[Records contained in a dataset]
● ● ● ●

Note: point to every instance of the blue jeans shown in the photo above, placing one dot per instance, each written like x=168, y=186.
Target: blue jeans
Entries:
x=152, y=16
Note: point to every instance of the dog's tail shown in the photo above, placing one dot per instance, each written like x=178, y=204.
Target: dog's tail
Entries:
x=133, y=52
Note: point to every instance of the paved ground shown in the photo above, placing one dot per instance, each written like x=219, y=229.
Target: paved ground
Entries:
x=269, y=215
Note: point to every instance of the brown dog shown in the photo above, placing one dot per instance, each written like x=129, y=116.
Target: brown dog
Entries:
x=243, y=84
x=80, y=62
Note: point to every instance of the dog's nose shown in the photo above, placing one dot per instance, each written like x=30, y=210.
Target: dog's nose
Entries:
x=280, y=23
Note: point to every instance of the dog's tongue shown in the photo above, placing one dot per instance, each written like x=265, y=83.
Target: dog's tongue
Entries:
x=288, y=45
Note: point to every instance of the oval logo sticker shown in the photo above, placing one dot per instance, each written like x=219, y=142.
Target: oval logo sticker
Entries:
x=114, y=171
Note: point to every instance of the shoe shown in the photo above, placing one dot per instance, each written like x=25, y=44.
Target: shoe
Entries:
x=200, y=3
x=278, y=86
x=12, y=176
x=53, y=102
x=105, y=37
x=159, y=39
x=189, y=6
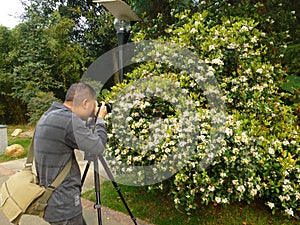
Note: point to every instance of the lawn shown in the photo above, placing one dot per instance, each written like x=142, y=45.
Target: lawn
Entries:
x=158, y=208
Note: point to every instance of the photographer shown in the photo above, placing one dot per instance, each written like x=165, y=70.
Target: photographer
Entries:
x=59, y=131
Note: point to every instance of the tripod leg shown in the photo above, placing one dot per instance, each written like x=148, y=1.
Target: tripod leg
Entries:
x=108, y=172
x=85, y=172
x=97, y=190
x=97, y=205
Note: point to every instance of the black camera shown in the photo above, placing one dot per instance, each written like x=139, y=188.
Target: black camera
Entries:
x=108, y=107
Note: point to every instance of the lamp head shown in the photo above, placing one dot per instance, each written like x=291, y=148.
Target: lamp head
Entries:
x=122, y=25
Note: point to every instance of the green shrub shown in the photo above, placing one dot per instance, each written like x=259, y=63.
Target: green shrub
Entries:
x=258, y=154
x=39, y=104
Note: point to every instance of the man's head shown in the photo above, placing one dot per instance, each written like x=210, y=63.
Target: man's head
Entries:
x=81, y=98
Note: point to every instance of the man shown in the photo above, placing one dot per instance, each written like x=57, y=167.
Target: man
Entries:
x=59, y=131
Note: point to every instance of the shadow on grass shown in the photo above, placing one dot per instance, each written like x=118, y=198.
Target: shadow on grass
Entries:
x=158, y=208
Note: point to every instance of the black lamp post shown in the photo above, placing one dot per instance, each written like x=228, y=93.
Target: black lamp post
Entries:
x=124, y=15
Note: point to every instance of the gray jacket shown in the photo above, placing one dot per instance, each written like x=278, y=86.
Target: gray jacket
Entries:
x=58, y=133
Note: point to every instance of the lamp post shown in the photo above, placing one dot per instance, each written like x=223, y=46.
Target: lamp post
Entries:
x=123, y=16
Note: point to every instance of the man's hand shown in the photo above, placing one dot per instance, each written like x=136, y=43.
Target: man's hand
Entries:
x=102, y=111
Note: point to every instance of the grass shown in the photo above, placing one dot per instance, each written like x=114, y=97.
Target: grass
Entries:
x=25, y=142
x=158, y=208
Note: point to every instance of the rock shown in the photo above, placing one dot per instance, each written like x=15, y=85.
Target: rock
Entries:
x=14, y=150
x=16, y=132
x=27, y=134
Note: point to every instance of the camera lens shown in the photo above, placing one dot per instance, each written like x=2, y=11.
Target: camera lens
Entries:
x=108, y=107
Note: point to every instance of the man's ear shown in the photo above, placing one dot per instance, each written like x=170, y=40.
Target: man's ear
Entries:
x=84, y=103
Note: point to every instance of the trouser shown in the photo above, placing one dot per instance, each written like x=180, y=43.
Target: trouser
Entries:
x=77, y=220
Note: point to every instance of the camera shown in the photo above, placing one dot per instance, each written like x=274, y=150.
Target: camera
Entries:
x=108, y=107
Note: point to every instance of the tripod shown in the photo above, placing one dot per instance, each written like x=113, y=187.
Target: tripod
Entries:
x=97, y=205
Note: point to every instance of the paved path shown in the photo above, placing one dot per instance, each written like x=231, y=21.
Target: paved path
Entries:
x=109, y=217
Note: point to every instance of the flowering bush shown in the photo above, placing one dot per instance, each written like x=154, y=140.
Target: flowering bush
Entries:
x=258, y=149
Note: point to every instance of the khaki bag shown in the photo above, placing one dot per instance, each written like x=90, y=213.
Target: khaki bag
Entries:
x=21, y=193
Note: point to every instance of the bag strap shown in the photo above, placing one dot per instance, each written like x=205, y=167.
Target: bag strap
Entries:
x=42, y=201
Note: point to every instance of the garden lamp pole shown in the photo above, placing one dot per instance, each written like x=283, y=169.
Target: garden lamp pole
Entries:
x=123, y=16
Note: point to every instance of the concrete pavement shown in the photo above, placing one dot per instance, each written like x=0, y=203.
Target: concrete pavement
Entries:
x=109, y=217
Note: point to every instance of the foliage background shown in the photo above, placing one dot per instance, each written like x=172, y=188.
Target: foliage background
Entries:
x=259, y=74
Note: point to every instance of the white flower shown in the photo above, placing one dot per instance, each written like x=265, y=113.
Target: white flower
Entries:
x=289, y=212
x=254, y=39
x=241, y=188
x=271, y=205
x=211, y=47
x=223, y=174
x=285, y=142
x=176, y=200
x=218, y=199
x=193, y=30
x=244, y=29
x=253, y=192
x=211, y=188
x=259, y=71
x=235, y=182
x=217, y=62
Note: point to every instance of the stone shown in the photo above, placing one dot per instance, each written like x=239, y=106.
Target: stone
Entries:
x=27, y=134
x=14, y=150
x=16, y=132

● ● ● ●

[WHAT THE TASK REQUIRES]
Repeat the entries exactly, pictures left out.

[SOLUTION FOR THIS TASK]
Note: point to every instance of the blue jeans shown in the photo above, placing one dot per instance, each written like x=168, y=186.
Target: blue jeans
Entries:
x=152, y=16
Note: point to every instance of the dog's tail shown in the photo above, placing one dot per instance, each written like x=178, y=204.
Target: dog's tail
Entries:
x=133, y=52
Note: point to every instance of the paved ground shown in the photo above, placing one dot per instance, each written like x=219, y=229.
Target: paved ground
Entries:
x=269, y=215
Note: point to every instance of the brown dog shown in the photo above, placing one dot per instance, each written like x=129, y=116.
Target: brown dog
Entries:
x=243, y=84
x=80, y=62
Note: point to every instance of the dog's nose shown in the photo above, placing one dot per instance, each written like x=30, y=210.
Target: dog's nose
Entries:
x=280, y=23
Note: point to every instance of the dog's tongue shown in the photo above, placing one dot per instance, each written like x=265, y=83.
Target: dog's tongue
Entries:
x=288, y=45
Note: point to every instance of the oval logo sticker shown in the photo above, placing one dot per instance, each written like x=219, y=142.
Target: oval logo sticker
Entries:
x=114, y=171
Note: point to every instance of the shoe shown in the photo above, placing one dot per instance, each written like x=25, y=44.
Target: shoe
Entries:
x=200, y=3
x=278, y=86
x=12, y=176
x=53, y=102
x=105, y=37
x=159, y=39
x=189, y=6
Note: point to every instance of the lawn shown in the photo above, placing one dot per instance, each written like x=142, y=45.
Target: lawn
Entries:
x=158, y=208
Note: point to every instance of the photographer shown in the photo above, placing one dot per instance, each written like x=165, y=70.
Target: photographer
Entries:
x=59, y=131
Note: point to every instance of the tripod leg shown in the photo above, placing one dot per instance, each written like x=148, y=1.
Target: tripod leg
Entries:
x=108, y=172
x=85, y=172
x=97, y=190
x=97, y=205
Note: point to every instance of the black camera shown in the photo above, placing one dot per instance, each written like x=139, y=188.
Target: black camera
Entries:
x=108, y=107
Note: point to every instance of the lamp head shown in the photo above, placing one dot per instance, each written like x=291, y=148.
Target: lamp head
Entries:
x=122, y=25
Note: point to every instance of the green shrub shown in the photo above, placing one dot per instance, each written like x=259, y=63.
Target: green shrub
Entries:
x=258, y=154
x=39, y=104
Note: point to every instance of the man's head shown in the photo above, placing one dot per instance, each written like x=210, y=63.
Target: man's head
Entries:
x=81, y=98
Note: point to every instance of the man shown in the photo above, placing one dot per instance, each written like x=57, y=167.
Target: man
Entries:
x=59, y=131
Note: point to every instance of the shadow on grass shown in the photo above, placing one dot per instance, each written like x=118, y=198.
Target: shadow on grass
Entries:
x=158, y=208
Note: point to every instance of the black lamp post shown in the photo above, placing one dot per instance, each written like x=228, y=93.
Target: black lamp post
Entries:
x=124, y=15
Note: point to every instance of the gray jacket shown in the photo above, placing one dot per instance, each written like x=278, y=86.
Target: gray jacket
Entries:
x=58, y=133
Note: point to every instance of the lamp post shown in the photo above, placing one dot per instance, each written like x=223, y=46.
Target: lamp post
Entries:
x=123, y=16
Note: point to every instance of the man's hand shown in the photo above, placing one dot per instance, each written like x=136, y=43.
Target: man's hand
Entries:
x=102, y=111
Note: point to every instance of the grass shown in the photo above, placing one dot per instance, each written like x=114, y=97.
Target: grass
Entries:
x=25, y=142
x=158, y=208
Note: point to every instance of the rock shown in the photo above, placing one dot per instance, each written like x=15, y=85.
Target: rock
Entries:
x=14, y=150
x=16, y=132
x=27, y=134
Note: point to every instance of the camera lens shown in the photo above, placing one dot per instance, each written like x=2, y=11.
Target: camera lens
Entries:
x=108, y=107
Note: point to every instance of the man's ear shown in the photo above, placing one dot per instance, each written like x=170, y=40.
Target: man's ear
Entries:
x=84, y=103
Note: point to every instance of the trouser shown in the photo above, placing one dot per instance, each written like x=180, y=43.
Target: trouser
Entries:
x=77, y=220
Note: point to every instance of the camera shown in the photo above, placing one dot per instance, each written like x=274, y=150.
Target: camera
Entries:
x=108, y=107
Note: point to every instance of the tripod shown in the photo above, placing one dot per instance, each written like x=113, y=187.
Target: tripod
Entries:
x=97, y=205
Note: point to every instance of the paved path shown in the photo above, placing one dot per instance, each written like x=231, y=21.
Target: paved path
Entries:
x=109, y=217
Note: point to every instance of the flowering bush shown in the photo above, placing one dot per instance, each written like x=154, y=140.
Target: flowering bush
Entries:
x=258, y=149
Note: point to every instance of the khaki bag shown in the photo above, placing one dot per instance, each written like x=90, y=213.
Target: khaki bag
Entries:
x=21, y=193
Note: point to every instance of the bag strap shown in the photo above, placing one dot per instance, each written like x=205, y=167.
Target: bag strap
Entries:
x=42, y=201
Note: point to every instance of the garden lamp pole shown in the photo above, placing one dot per instance, each written like x=283, y=169.
Target: garden lamp pole
Entries:
x=123, y=16
Note: point to every instance of the concrete pavement shown in the photo above, placing one dot per instance, each written like x=0, y=203.
Target: concrete pavement
Entries:
x=109, y=217
Note: point to every instance of the foliage background shown in the photo above, placing one dot per instance, each written like x=172, y=188.
Target: foliage background
Entries:
x=259, y=74
Note: point to every instance of the white flower shown in the photo above, placing one dot per instance, each written like x=265, y=113.
Target: white flower
Entries:
x=289, y=212
x=254, y=39
x=241, y=188
x=271, y=205
x=211, y=47
x=223, y=174
x=285, y=142
x=176, y=200
x=218, y=199
x=193, y=30
x=244, y=29
x=253, y=192
x=211, y=188
x=259, y=71
x=235, y=182
x=217, y=62
Note: point to every instance of the stone shown in the photo above, placing one dot per instance, each written like x=239, y=106.
Target: stone
Entries:
x=27, y=134
x=14, y=150
x=16, y=132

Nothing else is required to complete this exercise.